Polymer composites with high dielectric constant are important functional materials with important application value in many fields such as the insulation, electromechanical and biological engineering, etc. Introducing electric conductive into polymers is one main route for preparing polymer composites with high dielectric constant. Owing to outstanding electrical properties, large length to diameter ratio and good mechanical properties, carbon nanotubes have attracted much attention. To date, a variety of carbon nanotube/polymer composites have been prepared. As a conductor/polymer composite, the carbon nanotube/polymer composite undergoes an insulator-conductor transition when the content of carbon nanotubes approaches the percolation threshold, resulting in a high dielectric constant, but also tends to have high dielectric loss. On the other hand, low percolation thresholds are undoutedly attractive in order to maintain good processability of the polymer and to reduce processing costs.
At present, forming a coating on the surface of the electric conductor is an effective method to reduce dielectric loss. The coating can prevent the mutual contact of conductors, thereby depressing the leakage current in composites. However, the corresponding composites based on the coated fillers usually enlarge percolation thresholds (fc values). To overcome this problem, people try to form a double percolation structure, to achieve the goal of reducing the percolation threshold. In detail, nanofillers are selectively distributed in one phase of the immiscible polymer blend, or selective distribution of nanofillers at the interface to form the percolated network structure, and thus reducing the content of nanofillers. For example, before this invention, Dang's group introduced multi-walled carbon nanotubes (MWCNTs) into polystyrene (PS)/poly(vinylidene fluoride) (PVDF) blend that has double continuous phase morphology, and found that with the same content of MWCNTs, the dispersion of MWCNTs in different phase played a significant role on dielectric properties of the composites. However, the maximum dielectric constant that MWCNT/PS/PVDF composites exhibited was 485 at 100 Hz, and at this condition, the loading of MWCNTs was as high as 3.9 vol % (please see: Xiaodong Zhao, Jun Zhao, Jianping Cao, Dongrui Wang, Guohua Hu, Fenghua Chen, Zhimin Dang. Effect of the selective localization of carbon nanotubes in polystyrene/poly(vinylidene fluoride) blends on their dielectric, thermal, and mechanical properties. Materials and Design. 2014, 56: 807-815). This group also made effort on dispersing MWCNTs at the interface between PS and PVDF, and found that when f=0.4-0.6 wt %, the composite has the maximum dielectric constant at 100 Hz, which is 398; while the dielectric loss is also very high, which is 0.8-200 at 100 Hz. These interesting researches have demonstrated that using a polymer blend with double continuous morphology is beneficial to prepare Hik-PNCs with lower fc, but this kind of polymeric matrix seems not effective for simultaneously obtaining high dielectric constant and low dielectric loss. What's more, complicate structural design seems not effective for obviously improve the integrated dielectric performances, and introduction of more polymers makes the processing become difficult to be controlled.
Based on the overall background described above, it is still a great challenge to explore a new and effective method of preparing electric conductor/polymer composites with high dielectric constant, low dielectric loss and low fc.

> [Extracted material]:
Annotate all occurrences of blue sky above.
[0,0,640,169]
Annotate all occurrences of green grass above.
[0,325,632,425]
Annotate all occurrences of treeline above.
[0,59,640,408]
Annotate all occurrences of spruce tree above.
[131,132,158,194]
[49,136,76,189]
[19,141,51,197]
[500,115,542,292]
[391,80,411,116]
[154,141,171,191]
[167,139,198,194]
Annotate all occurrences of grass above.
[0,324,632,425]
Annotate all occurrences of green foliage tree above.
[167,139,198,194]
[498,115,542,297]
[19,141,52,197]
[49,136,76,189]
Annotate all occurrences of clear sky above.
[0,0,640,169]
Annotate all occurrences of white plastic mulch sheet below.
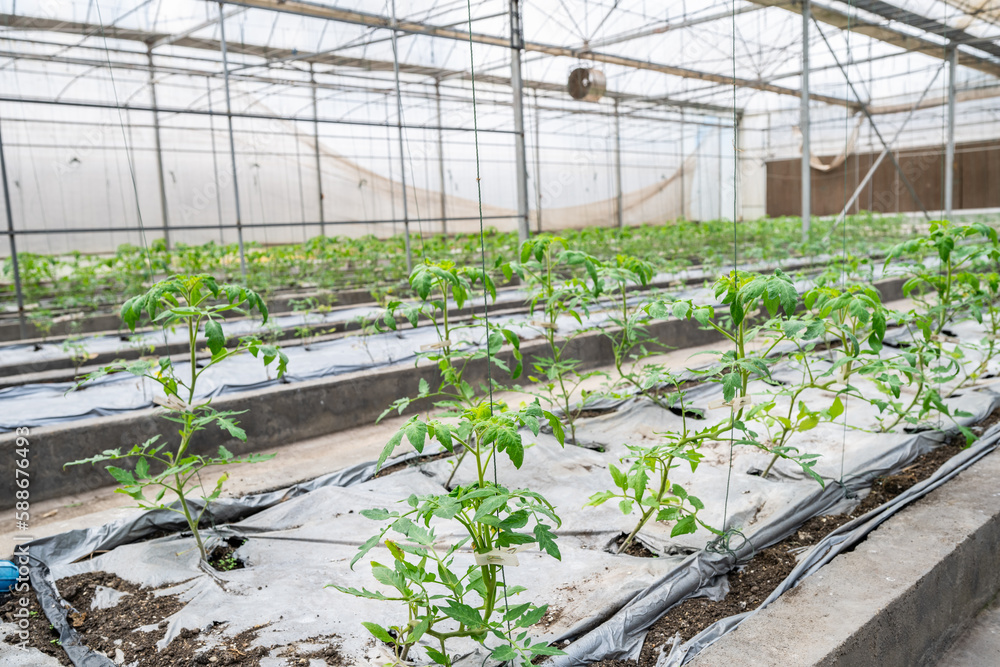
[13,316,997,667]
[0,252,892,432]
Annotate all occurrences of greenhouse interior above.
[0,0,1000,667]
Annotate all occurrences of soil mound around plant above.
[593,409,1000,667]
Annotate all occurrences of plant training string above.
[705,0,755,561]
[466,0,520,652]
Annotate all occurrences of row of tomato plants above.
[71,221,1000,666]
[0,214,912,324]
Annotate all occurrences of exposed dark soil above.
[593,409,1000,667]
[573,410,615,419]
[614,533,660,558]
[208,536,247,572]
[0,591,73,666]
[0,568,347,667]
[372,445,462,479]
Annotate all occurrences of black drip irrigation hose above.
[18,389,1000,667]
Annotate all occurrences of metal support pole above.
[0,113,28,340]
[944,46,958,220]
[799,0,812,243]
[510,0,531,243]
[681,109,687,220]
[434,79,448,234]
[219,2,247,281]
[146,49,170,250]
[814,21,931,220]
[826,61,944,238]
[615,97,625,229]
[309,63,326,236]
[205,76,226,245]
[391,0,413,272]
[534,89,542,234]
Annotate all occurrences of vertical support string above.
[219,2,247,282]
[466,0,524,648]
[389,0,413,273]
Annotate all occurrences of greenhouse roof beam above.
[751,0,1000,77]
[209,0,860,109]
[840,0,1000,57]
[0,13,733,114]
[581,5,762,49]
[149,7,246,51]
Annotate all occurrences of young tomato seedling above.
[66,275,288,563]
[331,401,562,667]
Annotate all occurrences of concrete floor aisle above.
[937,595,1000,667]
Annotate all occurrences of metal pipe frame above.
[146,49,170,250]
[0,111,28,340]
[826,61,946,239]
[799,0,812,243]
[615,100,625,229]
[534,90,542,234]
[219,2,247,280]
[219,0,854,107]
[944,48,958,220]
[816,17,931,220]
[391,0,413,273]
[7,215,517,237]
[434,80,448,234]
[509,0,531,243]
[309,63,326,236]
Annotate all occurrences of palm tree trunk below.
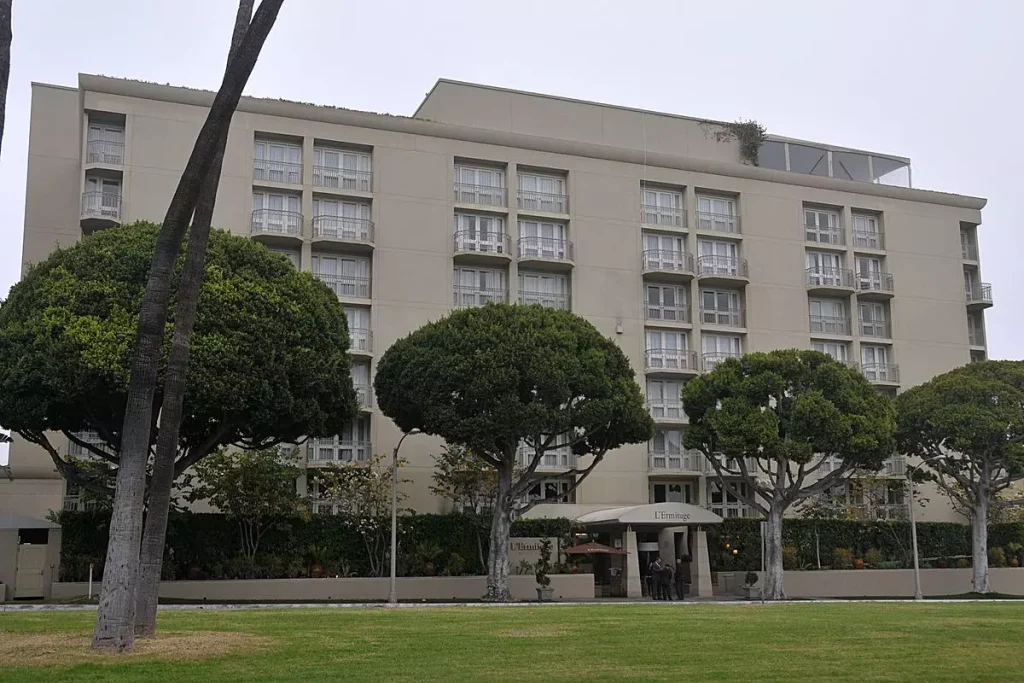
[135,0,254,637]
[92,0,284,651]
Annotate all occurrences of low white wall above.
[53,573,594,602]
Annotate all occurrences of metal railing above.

> [Your instructions]:
Reproduce the passage about high dielectric constant polymer composites from "Based on the overall" to "and low fc.", word for word. Rely only on the passage about high dielectric constant polymer composites.

> [Result]:
Based on the overall background described above, it is still a great challenge to explore a new and effective method of preparing electric conductor/polymer composites with high dielectric constant, low dielectric loss and low fc.